## Tekst
····················

Opnieuw spreekt men van het passeren van de erfvenisse daervan voor Sebastiaen Coolaert erfachtich van het Hof ende heerlijkheid van Fontaine (dus de leenheer), dheeren Adriaen de Vos ende Jan Reijphens mannen van leene, op 16 november 1672 gezegeld en getekend Frans Reijphens.
De verkoopprijs bedraagt 24 pond en honderd patagons.
Daarenboven is er de prijs van twee jaar pacht door de koper te betalen en nog 10% verkoopsbelasting (de 10e penning erfven ende ontherven)
4. Pollijnchove, leen, consisteerende in twee sticken te weeten (5r, 5v, 6r)
4A. 2 ghemeten weede ligghende west aenden hove ende huispleck van Jan Bouden ghebruickt bij Fran[choi]s Savers
- str[eckende] oost ende west
- de suits[eijd]e tleen deel vande voors[eijd]e hof[sted]e
- twesteijnde tlandt vande kijnderen s[ieu]r Nicolaij Baselen, ende de cooninclicke ma[jesteij]t,
- de noorts[eyd]e den Beverdijckbaert,
4B. 2 ghemeten light suit oost van daer
- str[eckende] oock oost, ende west
- toosteinde tlant van
(puntjes in de tekst) aenghetrocken bij sijne ma[jesteij]t voor de coorenschult
- de suitsijde tlandt van tclooster van de Labiette
- twesteijn[de] tleste vorschreven leen
- ende de noorts[eijd]e dheer P[iete]r Stormlant,
- gehouden tselve leen van den Hoove ende heerlicheede van Fontaine, staende ten dienste van trauwe ende waerhede ende ten reliefve van x (10) L[ibra]s telcker veranderijnghe, ende veranderen[de] bij coope den thienden penninck in het gelick relief, ende camerlijnck gelt, dus hier in lande 4 ghemeten
We verstaan deze voorgeschiedenis van de eigendom als volgt:
De verkoper is hier Jonker Roeland Franchois Damarijn, heer van Heule en de heer Jaecques Bervoet, gevolmachtigd als procuratiehouder over de heer Guilliames Bervoet, zijn broer.

····················

(Datasetrijen voor het aanwijzen van objecten)
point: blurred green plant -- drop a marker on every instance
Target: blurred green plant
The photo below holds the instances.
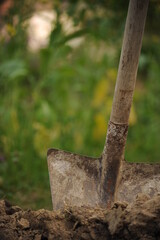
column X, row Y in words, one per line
column 61, row 96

····················

## Deelopdrachten
A - Welke verkoopprijs noemt de tekst?
B - Bewerk de tekst door alles vanaf "Opnieuw spreekt men" tot en met "(5r, 5v, 6r)" opnieuw weer te geven, met "verkoopprijs" vervangen door "koopsom".
Het materiaal staat los van de tekst.

## Oplossingen per opdracht
A - 24 pond en honderd patagons.

B -
Opnieuw spreekt men van het passeren van de erfvenisse daervan voor Sebastiaen Coolaert erfachtich van het Hof ende heerlijkheid van Fontaine (dus de leenheer), dheeren Adriaen de Vos ende Jan Reijphens mannen van leene, op 16 november 1672 gezegeld en getekend Frans Reijphens.
De koopsom bedraagt 24 pond en honderd patagons.
Daarenboven is er de prijs van twee jaar pacht door de koper te betalen en nog 10% verkoopsbelasting (de 10e penning erfven ende ontherven)
4. Pollijnchove, leen, consisteerende in twee sticken te weeten (5r, 5v, 6r)